** Opening DATASET RECORDS block **

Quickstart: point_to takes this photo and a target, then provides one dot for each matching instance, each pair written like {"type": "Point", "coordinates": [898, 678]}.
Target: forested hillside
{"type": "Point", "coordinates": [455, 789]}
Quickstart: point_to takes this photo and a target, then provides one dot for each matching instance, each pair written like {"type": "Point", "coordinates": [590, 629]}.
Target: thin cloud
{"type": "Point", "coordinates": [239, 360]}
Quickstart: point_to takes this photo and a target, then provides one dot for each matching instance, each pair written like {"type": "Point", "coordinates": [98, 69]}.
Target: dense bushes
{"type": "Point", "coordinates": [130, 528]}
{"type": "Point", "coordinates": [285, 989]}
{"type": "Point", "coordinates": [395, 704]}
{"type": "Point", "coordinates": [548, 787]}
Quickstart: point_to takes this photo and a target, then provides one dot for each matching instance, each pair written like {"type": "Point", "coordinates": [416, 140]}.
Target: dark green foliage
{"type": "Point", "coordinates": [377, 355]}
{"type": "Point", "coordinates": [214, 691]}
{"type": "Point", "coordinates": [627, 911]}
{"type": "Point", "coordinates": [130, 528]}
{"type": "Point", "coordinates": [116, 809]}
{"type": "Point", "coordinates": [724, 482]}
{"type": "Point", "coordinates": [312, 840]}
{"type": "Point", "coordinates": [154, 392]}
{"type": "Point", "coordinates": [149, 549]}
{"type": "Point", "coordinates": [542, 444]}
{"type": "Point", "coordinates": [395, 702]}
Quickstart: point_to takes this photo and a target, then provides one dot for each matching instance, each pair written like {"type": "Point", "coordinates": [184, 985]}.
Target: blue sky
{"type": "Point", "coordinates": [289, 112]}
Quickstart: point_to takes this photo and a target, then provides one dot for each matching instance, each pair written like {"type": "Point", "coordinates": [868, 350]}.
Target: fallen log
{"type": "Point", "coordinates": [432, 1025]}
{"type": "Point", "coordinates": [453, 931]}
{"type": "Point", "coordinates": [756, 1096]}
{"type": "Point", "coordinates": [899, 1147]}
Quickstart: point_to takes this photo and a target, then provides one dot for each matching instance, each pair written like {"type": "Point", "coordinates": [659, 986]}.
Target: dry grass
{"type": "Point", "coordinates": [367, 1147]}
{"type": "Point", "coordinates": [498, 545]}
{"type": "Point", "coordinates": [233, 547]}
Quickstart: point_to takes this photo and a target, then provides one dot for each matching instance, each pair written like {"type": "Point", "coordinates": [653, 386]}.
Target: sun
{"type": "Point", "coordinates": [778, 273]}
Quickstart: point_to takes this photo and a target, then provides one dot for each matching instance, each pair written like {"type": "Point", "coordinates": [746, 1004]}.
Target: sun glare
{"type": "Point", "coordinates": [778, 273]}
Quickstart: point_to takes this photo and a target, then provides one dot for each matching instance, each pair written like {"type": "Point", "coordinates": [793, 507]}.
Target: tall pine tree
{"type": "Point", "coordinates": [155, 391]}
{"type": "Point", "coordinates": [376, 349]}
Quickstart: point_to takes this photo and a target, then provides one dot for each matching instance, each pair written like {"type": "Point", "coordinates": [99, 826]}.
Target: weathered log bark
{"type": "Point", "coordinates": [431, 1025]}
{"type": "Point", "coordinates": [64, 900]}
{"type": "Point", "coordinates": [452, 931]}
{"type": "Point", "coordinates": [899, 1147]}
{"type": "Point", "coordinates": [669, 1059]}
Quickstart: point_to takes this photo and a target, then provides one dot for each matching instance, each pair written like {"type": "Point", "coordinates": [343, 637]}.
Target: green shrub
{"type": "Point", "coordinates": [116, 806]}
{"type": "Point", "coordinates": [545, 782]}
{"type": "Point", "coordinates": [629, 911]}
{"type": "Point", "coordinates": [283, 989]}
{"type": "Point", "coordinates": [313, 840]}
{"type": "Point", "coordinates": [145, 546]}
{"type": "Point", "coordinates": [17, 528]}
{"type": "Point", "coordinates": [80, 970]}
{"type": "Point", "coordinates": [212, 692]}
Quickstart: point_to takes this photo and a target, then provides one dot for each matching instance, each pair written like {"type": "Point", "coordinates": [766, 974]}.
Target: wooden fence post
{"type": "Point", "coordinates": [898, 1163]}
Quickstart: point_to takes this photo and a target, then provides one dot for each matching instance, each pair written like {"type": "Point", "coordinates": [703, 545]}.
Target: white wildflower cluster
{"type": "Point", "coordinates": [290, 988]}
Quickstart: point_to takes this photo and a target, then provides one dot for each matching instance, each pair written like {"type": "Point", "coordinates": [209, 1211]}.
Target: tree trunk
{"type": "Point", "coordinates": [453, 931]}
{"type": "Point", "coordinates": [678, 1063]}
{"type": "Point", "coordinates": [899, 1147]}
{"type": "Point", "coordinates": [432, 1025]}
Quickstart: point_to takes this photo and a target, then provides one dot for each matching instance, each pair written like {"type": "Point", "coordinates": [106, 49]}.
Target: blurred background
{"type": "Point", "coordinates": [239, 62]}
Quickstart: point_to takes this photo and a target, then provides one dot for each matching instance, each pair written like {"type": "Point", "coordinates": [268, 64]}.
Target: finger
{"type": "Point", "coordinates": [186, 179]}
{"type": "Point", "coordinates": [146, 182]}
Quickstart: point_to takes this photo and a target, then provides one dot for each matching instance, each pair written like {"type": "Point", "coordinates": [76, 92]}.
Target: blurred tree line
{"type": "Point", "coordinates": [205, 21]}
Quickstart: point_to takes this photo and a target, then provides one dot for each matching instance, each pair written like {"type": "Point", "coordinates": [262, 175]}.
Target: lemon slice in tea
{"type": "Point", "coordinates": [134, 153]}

** Closing DATASET RECORDS block **

→ GOAL OF THE EXERCISE
Each line of the records belongs in the answer, reproduced exactly.

→ RESPONSE TO THIS TASK
Quickstart: point_to takes this photo and a target, then provides one dot for each matching instance, each pair written like {"type": "Point", "coordinates": [898, 678]}.
Target: forested hillside
{"type": "Point", "coordinates": [455, 789]}
Quickstart: point_to takes this photo and a target, then provides one dot for each matching instance, each pair written like {"type": "Point", "coordinates": [590, 629]}.
Target: thin cloud
{"type": "Point", "coordinates": [239, 360]}
Quickstart: point_to takes this photo and a target, then provides one dot for each matching instance, each pair written like {"type": "Point", "coordinates": [98, 69]}.
Target: dense bushes
{"type": "Point", "coordinates": [130, 528]}
{"type": "Point", "coordinates": [285, 989]}
{"type": "Point", "coordinates": [395, 704]}
{"type": "Point", "coordinates": [548, 787]}
Quickstart: point_to takes this photo and a target, then provides one dot for each matching instance, each pair written like {"type": "Point", "coordinates": [416, 140]}.
Target: dark green foliage
{"type": "Point", "coordinates": [377, 355]}
{"type": "Point", "coordinates": [214, 691]}
{"type": "Point", "coordinates": [627, 911]}
{"type": "Point", "coordinates": [130, 528]}
{"type": "Point", "coordinates": [116, 809]}
{"type": "Point", "coordinates": [724, 482]}
{"type": "Point", "coordinates": [312, 840]}
{"type": "Point", "coordinates": [154, 392]}
{"type": "Point", "coordinates": [149, 549]}
{"type": "Point", "coordinates": [542, 444]}
{"type": "Point", "coordinates": [395, 702]}
Quickstart: point_to takes this photo and a target, then provides one dot for each matching instance, each pair written like {"type": "Point", "coordinates": [184, 985]}.
Target: blue sky
{"type": "Point", "coordinates": [289, 112]}
Quickstart: point_to takes this photo and a target, then provides one dot for each matching instance, each pair written like {"type": "Point", "coordinates": [868, 350]}.
Target: fallen log
{"type": "Point", "coordinates": [432, 1025]}
{"type": "Point", "coordinates": [453, 931]}
{"type": "Point", "coordinates": [756, 1096]}
{"type": "Point", "coordinates": [899, 1147]}
Quickstart: point_to takes this photo and a target, then provides one dot for each matching instance, each pair written like {"type": "Point", "coordinates": [659, 986]}.
Target: dry grass
{"type": "Point", "coordinates": [367, 1147]}
{"type": "Point", "coordinates": [498, 545]}
{"type": "Point", "coordinates": [233, 547]}
Quickstart: point_to takes this photo and a target, then provides one dot for each matching instance, each pair written like {"type": "Point", "coordinates": [653, 386]}.
Target: sun
{"type": "Point", "coordinates": [778, 273]}
Quickstart: point_to takes this photo and a target, then provides one dot for each matching instance, each pair written like {"type": "Point", "coordinates": [746, 1004]}.
Target: sun glare
{"type": "Point", "coordinates": [778, 273]}
Quickstart: point_to takes this photo and a target, then provides one dot for each matching instance, each pair written like {"type": "Point", "coordinates": [793, 507]}.
Target: tall pine tree
{"type": "Point", "coordinates": [155, 391]}
{"type": "Point", "coordinates": [376, 349]}
Quickstart: point_to takes this photo and a target, then provides one dot for each matching instance, each pair written like {"type": "Point", "coordinates": [99, 826]}.
Target: weathered log bark
{"type": "Point", "coordinates": [431, 1025]}
{"type": "Point", "coordinates": [64, 900]}
{"type": "Point", "coordinates": [452, 931]}
{"type": "Point", "coordinates": [899, 1147]}
{"type": "Point", "coordinates": [669, 1059]}
Quickstart: point_to takes this photo and a target, then provides one dot for each matching instance, each pair written like {"type": "Point", "coordinates": [343, 637]}.
Target: green shrub
{"type": "Point", "coordinates": [116, 806]}
{"type": "Point", "coordinates": [545, 782]}
{"type": "Point", "coordinates": [629, 911]}
{"type": "Point", "coordinates": [283, 989]}
{"type": "Point", "coordinates": [313, 840]}
{"type": "Point", "coordinates": [145, 546]}
{"type": "Point", "coordinates": [17, 528]}
{"type": "Point", "coordinates": [80, 970]}
{"type": "Point", "coordinates": [212, 692]}
Quickstart: point_to takes this photo and a target, then provides one dot for each matching instance, each pair written like {"type": "Point", "coordinates": [766, 974]}.
Target: wooden fence post
{"type": "Point", "coordinates": [898, 1163]}
Quickstart: point_to takes this photo and a target, then provides one dot for each matching instance, each pair written like {"type": "Point", "coordinates": [703, 545]}.
Target: white wildflower cluster
{"type": "Point", "coordinates": [290, 988]}
Quickstart: point_to takes this photo and a target, then provides one dot for each matching instance, each pair written like {"type": "Point", "coordinates": [209, 1211]}.
Target: tree trunk
{"type": "Point", "coordinates": [453, 931]}
{"type": "Point", "coordinates": [678, 1063]}
{"type": "Point", "coordinates": [899, 1147]}
{"type": "Point", "coordinates": [432, 1025]}
Quickstart: point_to takes this photo and a target, then provides one dot for each matching instance, each pair written like {"type": "Point", "coordinates": [106, 49]}.
Target: blurred background
{"type": "Point", "coordinates": [239, 62]}
Quickstart: point_to takes this photo and a target, then provides one dot for each matching instance, each pair written like {"type": "Point", "coordinates": [268, 64]}.
Target: finger
{"type": "Point", "coordinates": [186, 179]}
{"type": "Point", "coordinates": [146, 182]}
Quickstart: point_to takes this photo and a target, then provides one dot for each matching instance, each pair written like {"type": "Point", "coordinates": [76, 92]}.
Target: blurred tree line
{"type": "Point", "coordinates": [205, 21]}
Quickstart: point_to takes this photo and a target, then provides one dot for each matching instance, each pair written like {"type": "Point", "coordinates": [262, 175]}.
Target: lemon slice in tea
{"type": "Point", "coordinates": [134, 153]}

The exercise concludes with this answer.